THE DATA:
•••••

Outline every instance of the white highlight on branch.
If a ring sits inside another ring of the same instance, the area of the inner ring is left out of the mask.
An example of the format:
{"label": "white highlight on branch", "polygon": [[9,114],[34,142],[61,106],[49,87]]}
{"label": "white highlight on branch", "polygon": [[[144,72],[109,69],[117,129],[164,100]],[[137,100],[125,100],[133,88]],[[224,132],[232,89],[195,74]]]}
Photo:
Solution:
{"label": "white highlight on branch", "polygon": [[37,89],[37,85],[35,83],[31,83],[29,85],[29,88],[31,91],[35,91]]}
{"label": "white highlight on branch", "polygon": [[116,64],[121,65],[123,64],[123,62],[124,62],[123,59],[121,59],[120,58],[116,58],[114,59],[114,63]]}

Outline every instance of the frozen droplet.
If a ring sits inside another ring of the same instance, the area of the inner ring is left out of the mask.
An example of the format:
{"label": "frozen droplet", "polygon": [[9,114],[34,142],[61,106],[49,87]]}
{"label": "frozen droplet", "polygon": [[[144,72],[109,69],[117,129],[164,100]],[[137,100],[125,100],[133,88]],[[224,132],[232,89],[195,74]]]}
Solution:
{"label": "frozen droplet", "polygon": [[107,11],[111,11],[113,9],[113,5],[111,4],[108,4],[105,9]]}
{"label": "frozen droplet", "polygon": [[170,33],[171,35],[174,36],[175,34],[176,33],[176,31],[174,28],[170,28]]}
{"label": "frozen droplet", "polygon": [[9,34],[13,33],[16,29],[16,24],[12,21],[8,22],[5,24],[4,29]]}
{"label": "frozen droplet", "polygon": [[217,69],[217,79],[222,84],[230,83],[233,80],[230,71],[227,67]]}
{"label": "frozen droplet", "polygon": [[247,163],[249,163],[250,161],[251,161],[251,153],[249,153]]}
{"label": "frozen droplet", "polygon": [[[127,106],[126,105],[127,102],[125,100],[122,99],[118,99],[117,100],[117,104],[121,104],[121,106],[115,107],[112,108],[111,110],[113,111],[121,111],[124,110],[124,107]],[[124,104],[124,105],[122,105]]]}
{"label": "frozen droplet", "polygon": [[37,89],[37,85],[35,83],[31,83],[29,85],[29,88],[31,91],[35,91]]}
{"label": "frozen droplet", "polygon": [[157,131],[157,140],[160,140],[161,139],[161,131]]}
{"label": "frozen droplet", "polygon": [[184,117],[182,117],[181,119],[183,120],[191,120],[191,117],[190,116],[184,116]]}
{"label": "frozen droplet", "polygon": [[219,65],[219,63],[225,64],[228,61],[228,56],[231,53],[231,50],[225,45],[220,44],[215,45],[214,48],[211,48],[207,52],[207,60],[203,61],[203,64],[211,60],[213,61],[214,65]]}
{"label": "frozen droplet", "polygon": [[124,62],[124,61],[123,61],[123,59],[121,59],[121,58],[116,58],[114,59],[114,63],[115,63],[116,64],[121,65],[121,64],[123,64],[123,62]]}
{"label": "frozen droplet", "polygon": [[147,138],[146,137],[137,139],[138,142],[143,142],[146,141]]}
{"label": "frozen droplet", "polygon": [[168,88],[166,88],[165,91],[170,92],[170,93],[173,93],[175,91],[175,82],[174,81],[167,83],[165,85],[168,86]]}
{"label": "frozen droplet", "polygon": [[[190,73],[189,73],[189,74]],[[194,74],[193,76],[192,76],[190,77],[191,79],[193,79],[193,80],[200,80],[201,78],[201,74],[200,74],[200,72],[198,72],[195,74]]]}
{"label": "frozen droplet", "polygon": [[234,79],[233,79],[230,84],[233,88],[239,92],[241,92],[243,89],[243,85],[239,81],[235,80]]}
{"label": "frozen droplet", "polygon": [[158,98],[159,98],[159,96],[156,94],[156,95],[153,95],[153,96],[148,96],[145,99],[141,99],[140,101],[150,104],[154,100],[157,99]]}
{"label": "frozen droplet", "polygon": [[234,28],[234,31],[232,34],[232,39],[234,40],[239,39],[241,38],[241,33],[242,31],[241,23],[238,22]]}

•••••

REQUIREMENTS:
Pull out each line in the entries above that contains the word "Outline", and copy those lines in full.

FULL RESPONSE:
Outline every instance of the white highlight on branch.
Outline every instance of the frozen droplet.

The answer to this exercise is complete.